**Complete the following:**
a – Can you reproduce, word for word, the passage of the glacier monitoring article starting at "Monitoring glaciers with" and ending at "monitoring entire glaciers."?
b – Which proper names appear in the glacier monitoring article?

**Excerpt:**
=-=-=

Monitoring glaciers with optical fibres

The Rhone Glacier with the researchers’ camp.

Seismic monitoring of glaciers is essential to improving our understanding of their development and to predicting risks. SNSF Professor Fabian Walter has come up with a new monitoring tool in the form of optical fibres. The fibres are capable of monitoring entire glaciers.

​​Glaciers are constantly moving and they therefore need monitoring. Satellite images give clues to their development. By listening to glaciers from inside, seismology enables scientists to understand their movements with greater accuracy. However, because seismometers are difficult to install in glacial areas, seismic monitoring coverage of glaciers is patchy. In a recent study, Fabian Walter, SNSF Professor at ETH Zurich, demonstrated that it is also possible to monitor glaciers using optical fibres. Not only are the fibres easier to install than seismometers, they also offer more measuring points. They thus represent a way of extending seismic monitoring coverage in areas that are difficult to access.

=-=-=

[Photo object pointing records]
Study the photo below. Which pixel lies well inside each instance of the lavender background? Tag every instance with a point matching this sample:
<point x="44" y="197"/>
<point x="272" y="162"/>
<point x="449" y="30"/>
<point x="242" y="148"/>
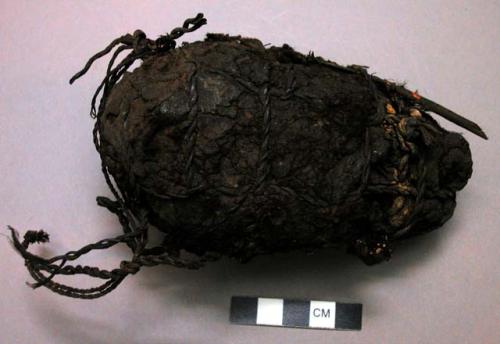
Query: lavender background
<point x="441" y="288"/>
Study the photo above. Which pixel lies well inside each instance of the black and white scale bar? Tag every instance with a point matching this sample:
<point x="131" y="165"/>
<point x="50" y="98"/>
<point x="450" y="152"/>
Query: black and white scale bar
<point x="295" y="313"/>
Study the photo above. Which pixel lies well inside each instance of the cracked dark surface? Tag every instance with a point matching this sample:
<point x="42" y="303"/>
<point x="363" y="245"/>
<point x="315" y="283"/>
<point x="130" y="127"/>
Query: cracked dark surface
<point x="237" y="149"/>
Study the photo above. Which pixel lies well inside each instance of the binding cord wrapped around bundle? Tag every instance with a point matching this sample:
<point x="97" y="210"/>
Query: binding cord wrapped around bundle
<point x="134" y="226"/>
<point x="387" y="161"/>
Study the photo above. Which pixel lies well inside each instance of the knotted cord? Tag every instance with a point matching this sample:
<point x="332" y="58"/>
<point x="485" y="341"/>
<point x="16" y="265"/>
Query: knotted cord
<point x="134" y="226"/>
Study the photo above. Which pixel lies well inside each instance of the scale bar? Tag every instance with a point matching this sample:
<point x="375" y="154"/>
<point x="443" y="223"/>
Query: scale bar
<point x="295" y="313"/>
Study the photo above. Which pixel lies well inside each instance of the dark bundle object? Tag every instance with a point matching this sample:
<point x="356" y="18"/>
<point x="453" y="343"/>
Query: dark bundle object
<point x="233" y="149"/>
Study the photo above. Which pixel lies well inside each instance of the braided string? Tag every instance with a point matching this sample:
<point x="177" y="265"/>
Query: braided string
<point x="43" y="270"/>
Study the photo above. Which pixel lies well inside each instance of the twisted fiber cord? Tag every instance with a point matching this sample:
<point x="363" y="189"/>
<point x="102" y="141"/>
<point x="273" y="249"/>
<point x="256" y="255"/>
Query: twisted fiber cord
<point x="135" y="235"/>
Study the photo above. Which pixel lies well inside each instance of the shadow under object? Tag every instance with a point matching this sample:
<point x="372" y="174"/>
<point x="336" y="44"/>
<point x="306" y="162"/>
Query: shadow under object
<point x="233" y="149"/>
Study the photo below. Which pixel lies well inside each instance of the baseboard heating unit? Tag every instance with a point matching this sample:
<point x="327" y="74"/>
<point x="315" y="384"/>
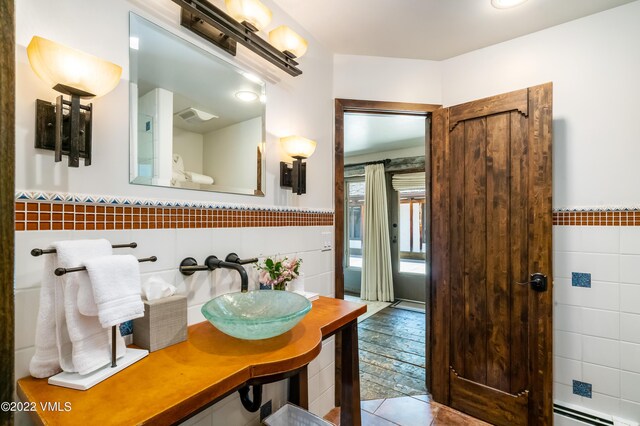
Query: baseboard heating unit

=-=-=

**Responses by task:**
a –
Monitoring glaciers with optical fibres

The Rhone Glacier with the researchers’ camp.

Seismic monitoring of glaciers is essential to improving our understanding of their development and to predicting risks. SNSF Professor Fabian Walter has come up with a new monitoring tool in the form of optical fibres. The fibres are capable of monitoring entire glaciers.

b –
- Rhone Glacier
- SNSF
- Fabian Walter
- ETH Zurich